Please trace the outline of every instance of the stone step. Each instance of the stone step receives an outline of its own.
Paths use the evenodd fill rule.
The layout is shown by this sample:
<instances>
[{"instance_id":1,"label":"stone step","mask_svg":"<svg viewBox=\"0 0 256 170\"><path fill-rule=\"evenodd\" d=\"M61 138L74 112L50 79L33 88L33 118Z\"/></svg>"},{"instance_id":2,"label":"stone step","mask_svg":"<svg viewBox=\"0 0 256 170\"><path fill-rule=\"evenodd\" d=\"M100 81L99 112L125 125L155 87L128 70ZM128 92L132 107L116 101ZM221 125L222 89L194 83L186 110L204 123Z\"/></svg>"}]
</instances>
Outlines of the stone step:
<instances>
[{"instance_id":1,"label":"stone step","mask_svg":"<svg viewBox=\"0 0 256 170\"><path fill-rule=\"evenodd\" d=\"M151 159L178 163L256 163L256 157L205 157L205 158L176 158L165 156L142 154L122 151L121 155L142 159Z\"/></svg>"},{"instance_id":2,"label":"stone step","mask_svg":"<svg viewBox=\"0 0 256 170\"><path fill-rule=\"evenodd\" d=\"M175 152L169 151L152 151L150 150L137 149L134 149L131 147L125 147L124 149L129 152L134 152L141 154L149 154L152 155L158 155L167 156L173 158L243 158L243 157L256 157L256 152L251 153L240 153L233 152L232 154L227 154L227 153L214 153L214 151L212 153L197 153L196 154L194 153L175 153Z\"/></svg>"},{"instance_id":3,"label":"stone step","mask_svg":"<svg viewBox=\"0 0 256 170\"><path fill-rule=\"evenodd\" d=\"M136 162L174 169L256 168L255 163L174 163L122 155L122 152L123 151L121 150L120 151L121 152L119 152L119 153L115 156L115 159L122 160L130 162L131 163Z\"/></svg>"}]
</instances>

+++++

● WORK REQUIRED
Copy the lines above, switching "layout" to "structure" and leaving everything else unchanged.

● ANSWER FOR THIS EXERCISE
Please trace the outline of every instance of the stone step. Each instance of the stone step receives an outline of its own.
Paths use the evenodd fill rule.
The structure is shown by this sample:
<instances>
[{"instance_id":1,"label":"stone step","mask_svg":"<svg viewBox=\"0 0 256 170\"><path fill-rule=\"evenodd\" d=\"M61 138L74 112L50 79L33 88L33 118Z\"/></svg>"},{"instance_id":2,"label":"stone step","mask_svg":"<svg viewBox=\"0 0 256 170\"><path fill-rule=\"evenodd\" d=\"M100 81L99 112L125 125L155 87L128 70ZM128 92L132 107L116 101ZM221 125L222 89L194 83L186 110L204 123Z\"/></svg>"}]
</instances>
Outlines of the stone step:
<instances>
[{"instance_id":1,"label":"stone step","mask_svg":"<svg viewBox=\"0 0 256 170\"><path fill-rule=\"evenodd\" d=\"M151 159L178 163L256 163L256 157L205 157L205 158L176 158L165 156L142 154L122 151L121 155L142 159Z\"/></svg>"},{"instance_id":2,"label":"stone step","mask_svg":"<svg viewBox=\"0 0 256 170\"><path fill-rule=\"evenodd\" d=\"M175 152L169 151L152 151L150 150L137 149L134 149L131 147L125 147L124 149L129 152L134 152L141 154L149 154L152 155L158 155L167 156L173 158L243 158L243 157L256 157L256 152L251 153L240 153L233 152L232 154L227 154L227 153L214 153L214 151L212 153L197 153L196 154L194 153L175 153Z\"/></svg>"},{"instance_id":3,"label":"stone step","mask_svg":"<svg viewBox=\"0 0 256 170\"><path fill-rule=\"evenodd\" d=\"M136 162L174 169L256 168L255 163L174 163L122 155L122 152L123 151L121 150L120 151L121 152L119 152L119 153L115 156L115 159L122 160L130 162L131 163Z\"/></svg>"}]
</instances>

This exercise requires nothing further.